--- Excerpted records ---

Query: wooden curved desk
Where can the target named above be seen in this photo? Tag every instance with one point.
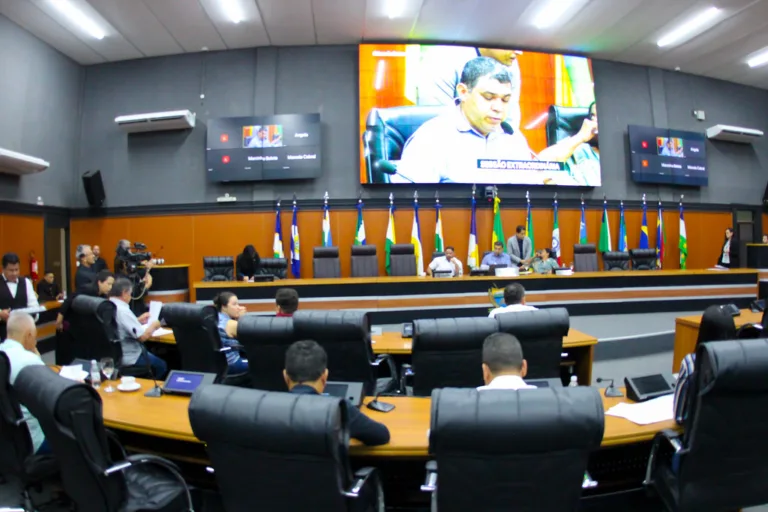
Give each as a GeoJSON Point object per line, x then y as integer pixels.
{"type": "Point", "coordinates": [167, 418]}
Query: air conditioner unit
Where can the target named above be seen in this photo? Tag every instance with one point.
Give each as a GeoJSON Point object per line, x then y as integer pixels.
{"type": "Point", "coordinates": [157, 121]}
{"type": "Point", "coordinates": [20, 164]}
{"type": "Point", "coordinates": [733, 133]}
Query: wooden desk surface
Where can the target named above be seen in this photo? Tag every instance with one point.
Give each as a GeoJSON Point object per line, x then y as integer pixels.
{"type": "Point", "coordinates": [167, 417]}
{"type": "Point", "coordinates": [411, 279]}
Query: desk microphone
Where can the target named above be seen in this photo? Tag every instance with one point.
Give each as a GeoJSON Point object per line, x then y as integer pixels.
{"type": "Point", "coordinates": [610, 391]}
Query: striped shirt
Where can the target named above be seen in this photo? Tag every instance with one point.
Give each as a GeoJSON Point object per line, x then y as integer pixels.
{"type": "Point", "coordinates": [682, 388]}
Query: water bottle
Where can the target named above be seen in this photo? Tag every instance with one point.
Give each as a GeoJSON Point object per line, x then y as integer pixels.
{"type": "Point", "coordinates": [95, 374]}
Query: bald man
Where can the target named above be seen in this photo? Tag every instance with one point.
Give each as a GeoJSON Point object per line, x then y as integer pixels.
{"type": "Point", "coordinates": [21, 348]}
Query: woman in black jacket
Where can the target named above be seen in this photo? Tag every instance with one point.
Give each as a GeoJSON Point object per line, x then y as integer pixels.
{"type": "Point", "coordinates": [248, 264]}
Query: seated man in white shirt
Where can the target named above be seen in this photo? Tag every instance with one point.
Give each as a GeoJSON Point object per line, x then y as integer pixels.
{"type": "Point", "coordinates": [503, 363]}
{"type": "Point", "coordinates": [447, 263]}
{"type": "Point", "coordinates": [514, 300]}
{"type": "Point", "coordinates": [21, 348]}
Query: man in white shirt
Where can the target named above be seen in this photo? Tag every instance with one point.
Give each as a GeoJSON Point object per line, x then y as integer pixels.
{"type": "Point", "coordinates": [514, 298]}
{"type": "Point", "coordinates": [21, 348]}
{"type": "Point", "coordinates": [447, 263]}
{"type": "Point", "coordinates": [503, 363]}
{"type": "Point", "coordinates": [133, 331]}
{"type": "Point", "coordinates": [16, 292]}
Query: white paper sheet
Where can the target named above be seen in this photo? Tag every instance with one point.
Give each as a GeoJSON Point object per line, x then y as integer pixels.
{"type": "Point", "coordinates": [645, 413]}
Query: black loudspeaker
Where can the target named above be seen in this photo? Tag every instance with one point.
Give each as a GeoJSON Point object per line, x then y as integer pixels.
{"type": "Point", "coordinates": [94, 188]}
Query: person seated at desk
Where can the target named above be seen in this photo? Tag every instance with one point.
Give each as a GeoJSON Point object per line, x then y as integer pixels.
{"type": "Point", "coordinates": [306, 372]}
{"type": "Point", "coordinates": [229, 311]}
{"type": "Point", "coordinates": [543, 264]}
{"type": "Point", "coordinates": [446, 263]}
{"type": "Point", "coordinates": [503, 363]}
{"type": "Point", "coordinates": [47, 289]}
{"type": "Point", "coordinates": [514, 300]}
{"type": "Point", "coordinates": [133, 331]}
{"type": "Point", "coordinates": [100, 288]}
{"type": "Point", "coordinates": [287, 301]}
{"type": "Point", "coordinates": [21, 348]}
{"type": "Point", "coordinates": [248, 264]}
{"type": "Point", "coordinates": [497, 257]}
{"type": "Point", "coordinates": [716, 325]}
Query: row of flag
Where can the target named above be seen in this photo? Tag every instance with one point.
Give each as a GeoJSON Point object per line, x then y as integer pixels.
{"type": "Point", "coordinates": [473, 257]}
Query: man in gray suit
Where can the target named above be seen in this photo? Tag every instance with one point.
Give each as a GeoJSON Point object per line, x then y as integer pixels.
{"type": "Point", "coordinates": [520, 248]}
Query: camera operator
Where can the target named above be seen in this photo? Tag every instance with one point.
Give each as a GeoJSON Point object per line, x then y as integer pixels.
{"type": "Point", "coordinates": [126, 265]}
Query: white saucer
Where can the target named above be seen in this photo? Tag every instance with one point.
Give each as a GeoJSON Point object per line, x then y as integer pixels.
{"type": "Point", "coordinates": [129, 387]}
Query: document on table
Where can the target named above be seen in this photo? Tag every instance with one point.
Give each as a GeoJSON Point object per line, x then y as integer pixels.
{"type": "Point", "coordinates": [645, 413]}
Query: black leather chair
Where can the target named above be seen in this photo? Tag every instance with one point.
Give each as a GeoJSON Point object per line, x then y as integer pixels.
{"type": "Point", "coordinates": [564, 122]}
{"type": "Point", "coordinates": [195, 328]}
{"type": "Point", "coordinates": [615, 260]}
{"type": "Point", "coordinates": [70, 415]}
{"type": "Point", "coordinates": [219, 268]}
{"type": "Point", "coordinates": [721, 462]}
{"type": "Point", "coordinates": [541, 334]}
{"type": "Point", "coordinates": [402, 260]}
{"type": "Point", "coordinates": [346, 338]}
{"type": "Point", "coordinates": [325, 262]}
{"type": "Point", "coordinates": [365, 262]}
{"type": "Point", "coordinates": [643, 259]}
{"type": "Point", "coordinates": [448, 352]}
{"type": "Point", "coordinates": [280, 452]}
{"type": "Point", "coordinates": [266, 338]}
{"type": "Point", "coordinates": [274, 266]}
{"type": "Point", "coordinates": [386, 131]}
{"type": "Point", "coordinates": [585, 258]}
{"type": "Point", "coordinates": [512, 450]}
{"type": "Point", "coordinates": [17, 456]}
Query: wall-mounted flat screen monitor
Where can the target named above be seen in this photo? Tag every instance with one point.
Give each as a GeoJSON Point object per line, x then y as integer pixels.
{"type": "Point", "coordinates": [667, 157]}
{"type": "Point", "coordinates": [463, 114]}
{"type": "Point", "coordinates": [281, 147]}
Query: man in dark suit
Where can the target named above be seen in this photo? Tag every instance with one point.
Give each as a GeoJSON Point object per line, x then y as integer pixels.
{"type": "Point", "coordinates": [306, 372]}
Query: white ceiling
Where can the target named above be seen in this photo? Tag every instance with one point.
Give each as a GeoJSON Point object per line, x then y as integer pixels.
{"type": "Point", "coordinates": [622, 30]}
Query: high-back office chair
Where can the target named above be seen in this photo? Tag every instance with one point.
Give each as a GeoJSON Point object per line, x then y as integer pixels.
{"type": "Point", "coordinates": [325, 262]}
{"type": "Point", "coordinates": [540, 333]}
{"type": "Point", "coordinates": [280, 451]}
{"type": "Point", "coordinates": [70, 415]}
{"type": "Point", "coordinates": [402, 258]}
{"type": "Point", "coordinates": [643, 259]}
{"type": "Point", "coordinates": [615, 260]}
{"type": "Point", "coordinates": [265, 339]}
{"type": "Point", "coordinates": [584, 258]}
{"type": "Point", "coordinates": [219, 268]}
{"type": "Point", "coordinates": [564, 122]}
{"type": "Point", "coordinates": [448, 352]}
{"type": "Point", "coordinates": [346, 338]}
{"type": "Point", "coordinates": [365, 263]}
{"type": "Point", "coordinates": [195, 328]}
{"type": "Point", "coordinates": [721, 462]}
{"type": "Point", "coordinates": [17, 456]}
{"type": "Point", "coordinates": [274, 266]}
{"type": "Point", "coordinates": [523, 450]}
{"type": "Point", "coordinates": [386, 131]}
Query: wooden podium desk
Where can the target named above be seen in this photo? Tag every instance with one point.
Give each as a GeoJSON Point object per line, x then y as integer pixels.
{"type": "Point", "coordinates": [167, 418]}
{"type": "Point", "coordinates": [687, 332]}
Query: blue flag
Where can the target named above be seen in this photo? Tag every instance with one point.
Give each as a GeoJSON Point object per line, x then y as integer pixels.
{"type": "Point", "coordinates": [295, 246]}
{"type": "Point", "coordinates": [644, 229]}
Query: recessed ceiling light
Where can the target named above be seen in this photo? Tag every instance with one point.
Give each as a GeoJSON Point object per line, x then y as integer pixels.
{"type": "Point", "coordinates": [232, 10]}
{"type": "Point", "coordinates": [759, 59]}
{"type": "Point", "coordinates": [689, 28]}
{"type": "Point", "coordinates": [77, 17]}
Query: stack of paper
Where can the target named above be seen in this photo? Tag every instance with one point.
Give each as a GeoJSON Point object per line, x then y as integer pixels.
{"type": "Point", "coordinates": [645, 413]}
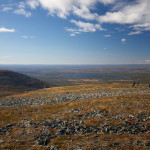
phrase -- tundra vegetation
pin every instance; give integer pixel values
(93, 116)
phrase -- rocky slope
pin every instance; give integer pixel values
(77, 117)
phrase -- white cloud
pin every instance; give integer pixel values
(33, 3)
(6, 9)
(123, 41)
(63, 8)
(135, 32)
(22, 12)
(27, 37)
(83, 27)
(147, 61)
(3, 29)
(137, 13)
(107, 35)
(87, 27)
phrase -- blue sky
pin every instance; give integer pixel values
(74, 31)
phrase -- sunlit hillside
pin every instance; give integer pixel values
(77, 117)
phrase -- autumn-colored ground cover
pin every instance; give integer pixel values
(25, 124)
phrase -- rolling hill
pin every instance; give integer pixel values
(87, 117)
(14, 82)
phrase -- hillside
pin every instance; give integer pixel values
(13, 82)
(86, 117)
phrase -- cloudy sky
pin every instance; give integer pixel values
(74, 31)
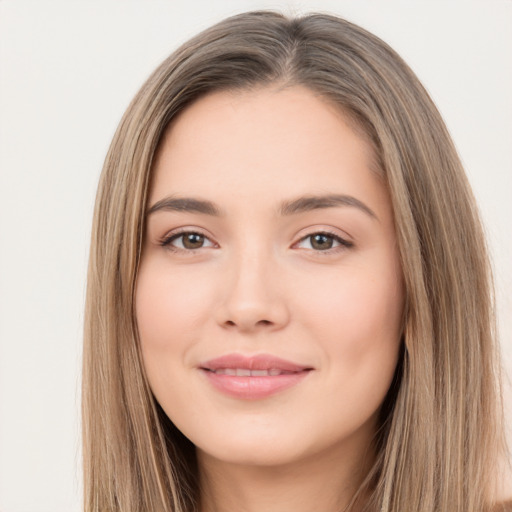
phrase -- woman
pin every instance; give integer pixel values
(289, 295)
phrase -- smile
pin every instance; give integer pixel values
(254, 377)
(244, 372)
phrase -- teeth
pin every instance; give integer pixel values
(244, 372)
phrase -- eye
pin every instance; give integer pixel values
(187, 240)
(323, 242)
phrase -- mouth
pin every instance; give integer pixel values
(253, 377)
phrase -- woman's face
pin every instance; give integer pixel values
(269, 297)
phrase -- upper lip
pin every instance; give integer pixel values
(254, 362)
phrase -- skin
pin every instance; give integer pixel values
(260, 284)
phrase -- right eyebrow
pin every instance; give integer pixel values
(185, 204)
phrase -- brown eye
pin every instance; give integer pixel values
(187, 241)
(192, 240)
(322, 242)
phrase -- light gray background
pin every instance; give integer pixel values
(67, 71)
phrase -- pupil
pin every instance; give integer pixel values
(193, 241)
(321, 242)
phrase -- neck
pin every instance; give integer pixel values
(324, 483)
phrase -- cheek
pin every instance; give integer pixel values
(356, 318)
(167, 305)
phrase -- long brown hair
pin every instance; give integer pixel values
(441, 428)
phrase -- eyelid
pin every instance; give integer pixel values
(170, 236)
(343, 243)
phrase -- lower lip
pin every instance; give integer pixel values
(254, 388)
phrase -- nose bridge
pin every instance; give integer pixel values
(252, 296)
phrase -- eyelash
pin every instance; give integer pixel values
(343, 244)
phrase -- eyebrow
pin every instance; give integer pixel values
(185, 204)
(308, 203)
(293, 207)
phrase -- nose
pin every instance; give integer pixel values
(252, 298)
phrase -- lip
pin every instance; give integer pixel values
(253, 387)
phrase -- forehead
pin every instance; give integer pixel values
(262, 143)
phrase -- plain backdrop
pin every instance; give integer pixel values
(67, 72)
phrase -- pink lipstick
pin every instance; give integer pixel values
(253, 377)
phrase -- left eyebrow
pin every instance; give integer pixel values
(308, 203)
(185, 204)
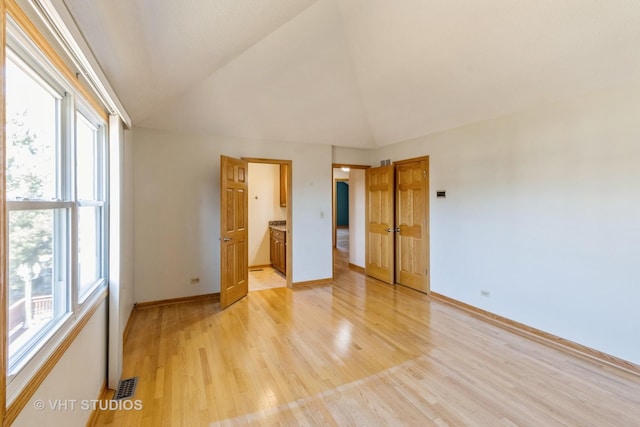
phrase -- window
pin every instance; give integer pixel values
(38, 216)
(55, 162)
(90, 189)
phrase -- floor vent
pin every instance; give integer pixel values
(126, 388)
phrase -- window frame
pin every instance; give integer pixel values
(20, 48)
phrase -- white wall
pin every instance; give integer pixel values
(543, 211)
(177, 209)
(264, 206)
(356, 217)
(127, 297)
(351, 156)
(78, 376)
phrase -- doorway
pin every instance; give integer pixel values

---

> What needs to be done
Return, unchanged, the run of lines above that opens with the line containing "Query: striped shirt" and closes with the line containing "Query: woman in black jacket". Include both.

> Task result
Query: striped shirt
Where can the target named above be seen in this photo? Tag every instance with one point.
Give each as a GeoJSON Point object per line, x then y as integer pixels.
{"type": "Point", "coordinates": [682, 388]}
Query: water bottle
Where can the target named above be seen in this photo? Tag every instance with one point.
Give each as a GeoJSON Point object per line, x then y as integer pixels.
{"type": "Point", "coordinates": [95, 374]}
Query: bald man
Where can the target named above be seen in this photo? Tag every instance with one point.
Give each as a GeoJSON Point object per line, x then y as integer pixels.
{"type": "Point", "coordinates": [21, 348]}
Query: woman in black jacket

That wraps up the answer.